== Short problem ==
Arrange the lines below as a JSON list of strings, one string per line, leaving out blank lines and omitting the pictures.
--------------------------------
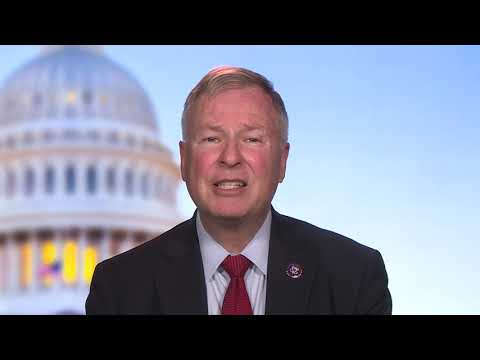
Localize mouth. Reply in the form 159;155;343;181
213;179;247;190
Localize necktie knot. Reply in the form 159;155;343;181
222;255;251;278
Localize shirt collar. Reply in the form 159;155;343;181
196;210;272;280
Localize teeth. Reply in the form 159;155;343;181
217;181;245;190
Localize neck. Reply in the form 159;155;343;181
199;207;270;254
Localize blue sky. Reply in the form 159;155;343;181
0;45;480;314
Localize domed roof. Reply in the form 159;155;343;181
0;45;157;130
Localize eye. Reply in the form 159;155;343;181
203;136;219;143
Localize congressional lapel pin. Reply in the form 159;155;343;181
287;264;303;279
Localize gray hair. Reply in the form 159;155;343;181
182;66;288;142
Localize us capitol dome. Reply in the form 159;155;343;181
0;45;182;314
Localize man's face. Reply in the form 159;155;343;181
180;87;289;224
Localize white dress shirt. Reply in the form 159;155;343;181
196;211;272;315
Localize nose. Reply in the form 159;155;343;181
219;140;242;167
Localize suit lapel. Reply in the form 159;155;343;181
265;207;315;315
155;212;208;315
--------------------------------
== Problem solution ==
[
  "Localize mouth. Reply in the form 159;155;343;181",
  "213;179;247;190",
  "Localize necktie knot. Reply in the form 159;155;343;181",
  "222;255;251;278",
  "Localize shirt collar. Reply in the form 159;155;343;181",
  "196;210;272;280",
  "Localize teeth. Reply in the form 159;155;343;181",
  "217;181;245;190",
  "Localize neck. Reply in the form 159;155;343;181",
  "199;207;270;254",
  "Localize blue sky. Reply in the form 159;155;343;181",
  "0;45;480;314",
  "Localize domed roof. Reply in the form 159;155;343;181",
  "0;45;157;130",
  "Localize eye. Reply in the form 159;155;343;181",
  "203;136;219;143",
  "Localize congressional lapel pin. Reply in the form 159;155;343;181",
  "287;264;303;279",
  "Localize gray hair. Reply in the form 159;155;343;181",
  "182;66;288;142",
  "Localize us capitol dome. Reply in the form 159;155;343;181",
  "0;45;182;314",
  "Localize man's face. Reply in the form 159;155;343;181",
  "180;87;289;224",
  "Localize white dress shirt. Reply in the form 159;155;343;181",
  "196;211;272;315",
  "Localize nose. Reply in the form 159;155;343;181",
  "219;140;242;167",
  "Localize suit lapel. Reply in the form 159;155;343;181",
  "265;207;315;315",
  "155;212;208;315"
]